[Image point grounding data]
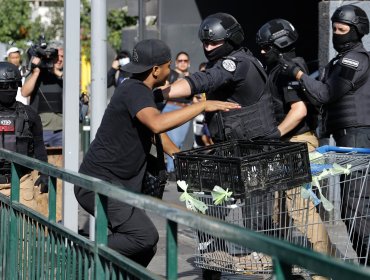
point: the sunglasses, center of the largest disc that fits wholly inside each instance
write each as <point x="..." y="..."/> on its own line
<point x="11" y="85"/>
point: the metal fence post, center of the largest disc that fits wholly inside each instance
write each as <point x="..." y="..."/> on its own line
<point x="86" y="134"/>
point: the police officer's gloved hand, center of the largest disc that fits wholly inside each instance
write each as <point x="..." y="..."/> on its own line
<point x="289" y="68"/>
<point x="42" y="182"/>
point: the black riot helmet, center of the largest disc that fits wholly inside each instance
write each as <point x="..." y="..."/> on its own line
<point x="279" y="33"/>
<point x="10" y="80"/>
<point x="221" y="26"/>
<point x="353" y="16"/>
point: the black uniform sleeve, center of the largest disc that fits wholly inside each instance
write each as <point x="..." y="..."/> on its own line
<point x="294" y="92"/>
<point x="37" y="132"/>
<point x="209" y="80"/>
<point x="342" y="78"/>
<point x="111" y="79"/>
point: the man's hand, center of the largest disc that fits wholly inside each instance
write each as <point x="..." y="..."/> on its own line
<point x="42" y="182"/>
<point x="289" y="68"/>
<point x="115" y="64"/>
<point x="213" y="105"/>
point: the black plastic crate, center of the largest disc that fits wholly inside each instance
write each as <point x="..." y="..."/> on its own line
<point x="244" y="166"/>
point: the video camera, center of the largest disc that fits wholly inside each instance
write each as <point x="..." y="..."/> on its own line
<point x="48" y="56"/>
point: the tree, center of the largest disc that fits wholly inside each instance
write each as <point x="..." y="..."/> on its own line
<point x="15" y="21"/>
<point x="17" y="27"/>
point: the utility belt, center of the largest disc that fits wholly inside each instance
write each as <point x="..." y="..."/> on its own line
<point x="180" y="104"/>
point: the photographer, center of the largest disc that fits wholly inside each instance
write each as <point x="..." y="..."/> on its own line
<point x="115" y="74"/>
<point x="45" y="87"/>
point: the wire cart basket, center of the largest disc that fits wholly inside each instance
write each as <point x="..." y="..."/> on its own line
<point x="330" y="215"/>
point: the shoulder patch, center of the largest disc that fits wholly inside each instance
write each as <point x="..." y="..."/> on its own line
<point x="229" y="65"/>
<point x="350" y="62"/>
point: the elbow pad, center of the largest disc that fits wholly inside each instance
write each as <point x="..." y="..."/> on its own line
<point x="192" y="86"/>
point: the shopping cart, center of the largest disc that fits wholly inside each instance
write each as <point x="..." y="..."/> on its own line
<point x="310" y="215"/>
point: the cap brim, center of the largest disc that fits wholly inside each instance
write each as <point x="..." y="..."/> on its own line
<point x="135" y="68"/>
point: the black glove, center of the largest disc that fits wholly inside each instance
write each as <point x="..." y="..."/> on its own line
<point x="289" y="68"/>
<point x="42" y="182"/>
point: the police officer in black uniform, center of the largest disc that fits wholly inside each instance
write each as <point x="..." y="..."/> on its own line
<point x="21" y="132"/>
<point x="232" y="74"/>
<point x="296" y="118"/>
<point x="294" y="114"/>
<point x="344" y="91"/>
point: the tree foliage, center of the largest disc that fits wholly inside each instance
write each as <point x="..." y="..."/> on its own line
<point x="17" y="27"/>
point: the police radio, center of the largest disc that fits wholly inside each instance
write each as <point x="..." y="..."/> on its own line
<point x="7" y="124"/>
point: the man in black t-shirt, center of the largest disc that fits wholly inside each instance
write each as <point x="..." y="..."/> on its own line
<point x="122" y="144"/>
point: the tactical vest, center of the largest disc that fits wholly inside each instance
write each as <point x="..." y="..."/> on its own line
<point x="251" y="121"/>
<point x="16" y="134"/>
<point x="353" y="109"/>
<point x="281" y="86"/>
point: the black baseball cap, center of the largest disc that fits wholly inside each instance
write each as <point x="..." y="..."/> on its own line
<point x="147" y="54"/>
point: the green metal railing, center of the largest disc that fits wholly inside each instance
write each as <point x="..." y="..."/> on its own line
<point x="35" y="247"/>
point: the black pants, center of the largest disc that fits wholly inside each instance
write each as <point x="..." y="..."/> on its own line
<point x="132" y="232"/>
<point x="356" y="200"/>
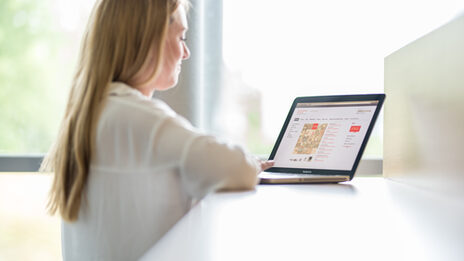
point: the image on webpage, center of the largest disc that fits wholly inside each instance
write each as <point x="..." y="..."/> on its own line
<point x="325" y="135"/>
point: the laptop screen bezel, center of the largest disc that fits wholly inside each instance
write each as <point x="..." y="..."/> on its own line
<point x="323" y="99"/>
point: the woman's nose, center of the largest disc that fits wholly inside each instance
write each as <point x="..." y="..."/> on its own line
<point x="186" y="52"/>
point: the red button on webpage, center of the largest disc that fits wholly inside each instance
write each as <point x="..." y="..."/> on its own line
<point x="355" y="128"/>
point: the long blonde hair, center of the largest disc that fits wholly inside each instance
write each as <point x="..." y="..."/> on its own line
<point x="120" y="36"/>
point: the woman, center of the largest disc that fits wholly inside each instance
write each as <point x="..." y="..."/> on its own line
<point x="126" y="166"/>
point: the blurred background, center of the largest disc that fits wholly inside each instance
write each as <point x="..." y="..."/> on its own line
<point x="257" y="57"/>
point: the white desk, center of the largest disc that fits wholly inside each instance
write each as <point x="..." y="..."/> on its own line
<point x="367" y="219"/>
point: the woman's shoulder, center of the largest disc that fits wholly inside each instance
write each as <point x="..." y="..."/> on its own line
<point x="126" y="99"/>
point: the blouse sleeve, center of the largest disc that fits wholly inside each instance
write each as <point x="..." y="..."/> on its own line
<point x="206" y="164"/>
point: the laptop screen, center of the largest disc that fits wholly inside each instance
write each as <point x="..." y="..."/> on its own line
<point x="325" y="135"/>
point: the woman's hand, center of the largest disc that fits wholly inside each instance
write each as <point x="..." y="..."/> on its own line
<point x="266" y="164"/>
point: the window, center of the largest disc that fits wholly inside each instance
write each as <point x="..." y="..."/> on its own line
<point x="274" y="51"/>
<point x="39" y="43"/>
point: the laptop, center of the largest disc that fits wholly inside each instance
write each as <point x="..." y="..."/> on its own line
<point x="323" y="139"/>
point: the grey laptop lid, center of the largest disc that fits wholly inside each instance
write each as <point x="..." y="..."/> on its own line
<point x="324" y="135"/>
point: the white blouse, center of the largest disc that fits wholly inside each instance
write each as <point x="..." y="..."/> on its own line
<point x="148" y="166"/>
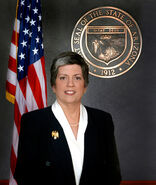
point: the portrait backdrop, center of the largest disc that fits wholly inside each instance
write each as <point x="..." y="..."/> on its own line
<point x="130" y="98"/>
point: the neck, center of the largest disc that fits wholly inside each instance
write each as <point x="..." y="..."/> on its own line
<point x="72" y="112"/>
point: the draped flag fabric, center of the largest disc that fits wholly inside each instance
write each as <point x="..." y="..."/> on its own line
<point x="26" y="79"/>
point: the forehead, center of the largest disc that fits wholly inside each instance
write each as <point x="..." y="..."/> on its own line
<point x="70" y="69"/>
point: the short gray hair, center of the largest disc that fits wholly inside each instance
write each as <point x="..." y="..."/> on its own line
<point x="68" y="58"/>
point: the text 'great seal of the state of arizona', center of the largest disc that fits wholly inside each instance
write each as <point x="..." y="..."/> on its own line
<point x="109" y="39"/>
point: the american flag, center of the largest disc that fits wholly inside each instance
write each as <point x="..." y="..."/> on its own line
<point x="26" y="79"/>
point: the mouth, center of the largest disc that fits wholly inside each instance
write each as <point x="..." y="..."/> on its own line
<point x="70" y="92"/>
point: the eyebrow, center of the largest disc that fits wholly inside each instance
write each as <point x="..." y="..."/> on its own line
<point x="68" y="75"/>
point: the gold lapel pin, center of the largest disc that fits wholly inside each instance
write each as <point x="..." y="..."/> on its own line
<point x="55" y="134"/>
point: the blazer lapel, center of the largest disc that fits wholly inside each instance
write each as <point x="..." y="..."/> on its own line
<point x="90" y="151"/>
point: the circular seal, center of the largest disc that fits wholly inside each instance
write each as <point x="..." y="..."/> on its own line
<point x="109" y="39"/>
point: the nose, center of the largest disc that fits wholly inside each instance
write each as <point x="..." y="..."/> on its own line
<point x="70" y="82"/>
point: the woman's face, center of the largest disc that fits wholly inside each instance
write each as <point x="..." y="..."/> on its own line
<point x="70" y="85"/>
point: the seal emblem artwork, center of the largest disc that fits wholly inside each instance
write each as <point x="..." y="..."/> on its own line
<point x="109" y="39"/>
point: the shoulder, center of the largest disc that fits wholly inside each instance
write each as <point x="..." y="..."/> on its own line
<point x="100" y="118"/>
<point x="97" y="112"/>
<point x="38" y="114"/>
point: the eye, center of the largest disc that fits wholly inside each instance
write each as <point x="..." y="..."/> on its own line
<point x="62" y="77"/>
<point x="77" y="77"/>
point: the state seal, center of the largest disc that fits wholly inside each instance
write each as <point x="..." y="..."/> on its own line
<point x="109" y="40"/>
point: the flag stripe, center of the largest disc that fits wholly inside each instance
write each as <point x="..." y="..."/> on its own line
<point x="11" y="77"/>
<point x="12" y="64"/>
<point x="10" y="88"/>
<point x="13" y="50"/>
<point x="26" y="79"/>
<point x="15" y="37"/>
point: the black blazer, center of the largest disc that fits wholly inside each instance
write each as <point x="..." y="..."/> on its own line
<point x="47" y="161"/>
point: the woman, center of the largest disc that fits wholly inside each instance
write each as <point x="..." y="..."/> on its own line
<point x="67" y="143"/>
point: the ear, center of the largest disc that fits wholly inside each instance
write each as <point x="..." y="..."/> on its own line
<point x="54" y="89"/>
<point x="85" y="89"/>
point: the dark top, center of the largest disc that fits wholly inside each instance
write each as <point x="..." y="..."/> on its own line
<point x="42" y="159"/>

Aim of the task
Given the records above, restate word for word only the lines starting at the one with "point: the photographer, center" and ending at the one with "point: the wire".

Task output
point: the photographer, center of the largest disc that fits wholly inside each instance
write each as <point x="..." y="..."/> on its own line
<point x="115" y="74"/>
<point x="45" y="87"/>
point: the wire cart basket, center of the largest disc that fits wholly inside each instance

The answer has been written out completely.